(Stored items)
[start]

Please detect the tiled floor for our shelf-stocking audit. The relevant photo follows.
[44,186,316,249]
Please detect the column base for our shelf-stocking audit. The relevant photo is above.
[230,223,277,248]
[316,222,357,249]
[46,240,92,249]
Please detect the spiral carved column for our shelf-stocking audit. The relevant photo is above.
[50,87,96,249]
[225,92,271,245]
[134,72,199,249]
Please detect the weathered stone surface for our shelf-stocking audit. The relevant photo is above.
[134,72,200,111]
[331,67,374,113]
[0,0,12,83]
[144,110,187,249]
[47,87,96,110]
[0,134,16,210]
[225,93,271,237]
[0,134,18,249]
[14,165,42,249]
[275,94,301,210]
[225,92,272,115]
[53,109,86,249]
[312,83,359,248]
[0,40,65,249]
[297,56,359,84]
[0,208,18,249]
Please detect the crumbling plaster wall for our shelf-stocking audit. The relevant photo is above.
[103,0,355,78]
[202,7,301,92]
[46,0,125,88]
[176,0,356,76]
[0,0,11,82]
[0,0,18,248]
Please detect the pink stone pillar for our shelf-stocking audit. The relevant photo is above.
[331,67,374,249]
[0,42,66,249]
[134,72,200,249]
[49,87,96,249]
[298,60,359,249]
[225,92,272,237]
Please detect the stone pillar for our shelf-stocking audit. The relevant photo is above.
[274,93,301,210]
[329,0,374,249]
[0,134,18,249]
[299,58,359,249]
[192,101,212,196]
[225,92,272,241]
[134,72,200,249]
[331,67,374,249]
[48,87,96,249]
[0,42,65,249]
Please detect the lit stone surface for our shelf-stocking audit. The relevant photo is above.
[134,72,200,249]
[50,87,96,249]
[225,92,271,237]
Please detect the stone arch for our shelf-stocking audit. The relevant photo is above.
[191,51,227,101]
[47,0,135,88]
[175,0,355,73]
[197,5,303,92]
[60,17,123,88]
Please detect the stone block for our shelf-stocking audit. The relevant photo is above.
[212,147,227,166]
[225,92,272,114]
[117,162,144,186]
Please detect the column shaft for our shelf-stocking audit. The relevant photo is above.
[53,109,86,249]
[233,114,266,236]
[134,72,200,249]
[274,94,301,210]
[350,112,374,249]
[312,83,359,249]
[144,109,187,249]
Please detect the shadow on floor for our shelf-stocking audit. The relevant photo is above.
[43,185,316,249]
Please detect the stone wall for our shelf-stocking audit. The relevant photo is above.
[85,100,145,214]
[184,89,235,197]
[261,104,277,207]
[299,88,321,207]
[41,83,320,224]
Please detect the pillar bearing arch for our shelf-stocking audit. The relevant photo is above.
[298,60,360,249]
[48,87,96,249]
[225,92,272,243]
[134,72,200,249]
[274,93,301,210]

[end]

What this task involves> Quote every line of the data above word for word.

Problem solution>
Please detect the tiled floor for our shelf-stocking audit. The relevant photo follows.
[44,186,316,249]
Please detect the column base for our shelf-stocking audit. The relevant photo is above.
[230,223,277,248]
[316,222,357,249]
[46,240,92,249]
Please detect the spiral carved column for our shelf-stocking audit. The relevant photo is above.
[50,87,96,249]
[225,92,271,245]
[134,72,199,249]
Please detect the weathered stone surface for our shelf-stocking audit. The relevant photo is above.
[134,72,200,111]
[331,67,374,113]
[0,0,12,83]
[144,110,187,249]
[47,87,96,110]
[0,134,16,210]
[225,93,271,237]
[0,134,18,249]
[14,165,42,249]
[275,94,301,210]
[225,92,272,115]
[53,109,86,249]
[312,83,359,248]
[0,40,65,249]
[297,56,359,84]
[0,208,18,249]
Please detect the crumbling plaster wall for our shelf-stocking audit. The relevant photo is above.
[103,0,355,78]
[202,7,301,92]
[46,0,125,88]
[176,0,356,76]
[0,0,11,82]
[0,0,18,248]
Please detect the pink stone pillar for our shelf-stocking audit. The relevant photo is above.
[331,67,374,249]
[0,42,66,249]
[134,72,200,249]
[49,87,96,249]
[298,60,359,249]
[225,92,272,237]
Please detect the stone pillar for our shelf-stocking audit. The relevant photo is above.
[274,93,301,210]
[329,0,374,249]
[0,134,18,249]
[299,58,359,249]
[192,101,212,196]
[225,92,272,241]
[134,72,200,249]
[331,67,374,249]
[48,87,96,249]
[0,42,65,249]
Please detect the lit stone surface for our shelf-stocking audit. The relevant photo is above.
[134,72,200,249]
[50,87,96,249]
[225,92,271,237]
Please detect the stone arch for our shelf-stocking audit. The relevant photo is above.
[191,51,227,101]
[47,0,135,88]
[175,0,355,73]
[197,5,303,92]
[60,17,123,88]
Please detect the stone block for our shelf-stocking audit. The relevant photo is above.
[212,147,227,166]
[225,92,272,114]
[117,162,144,186]
Please detect the column shaft for our shelf-stocking audit. The relevant photo is above.
[53,109,86,249]
[233,114,266,236]
[134,72,200,249]
[274,94,301,210]
[350,112,374,249]
[312,83,359,249]
[144,109,187,249]
Please detect the shadow on floor for our shelf-stocking audit. The relevant photo is above.
[43,185,316,249]
Please detect the stone wall for our shelf-stocking audit. The relevant photo is above.
[85,100,145,214]
[184,89,235,197]
[261,104,277,207]
[299,88,321,207]
[41,83,320,224]
Please detect the pillar bearing arch for our shelf-stocking audit. The relevant photo is above.
[298,60,360,249]
[48,87,96,249]
[225,92,272,243]
[134,72,200,249]
[274,93,301,210]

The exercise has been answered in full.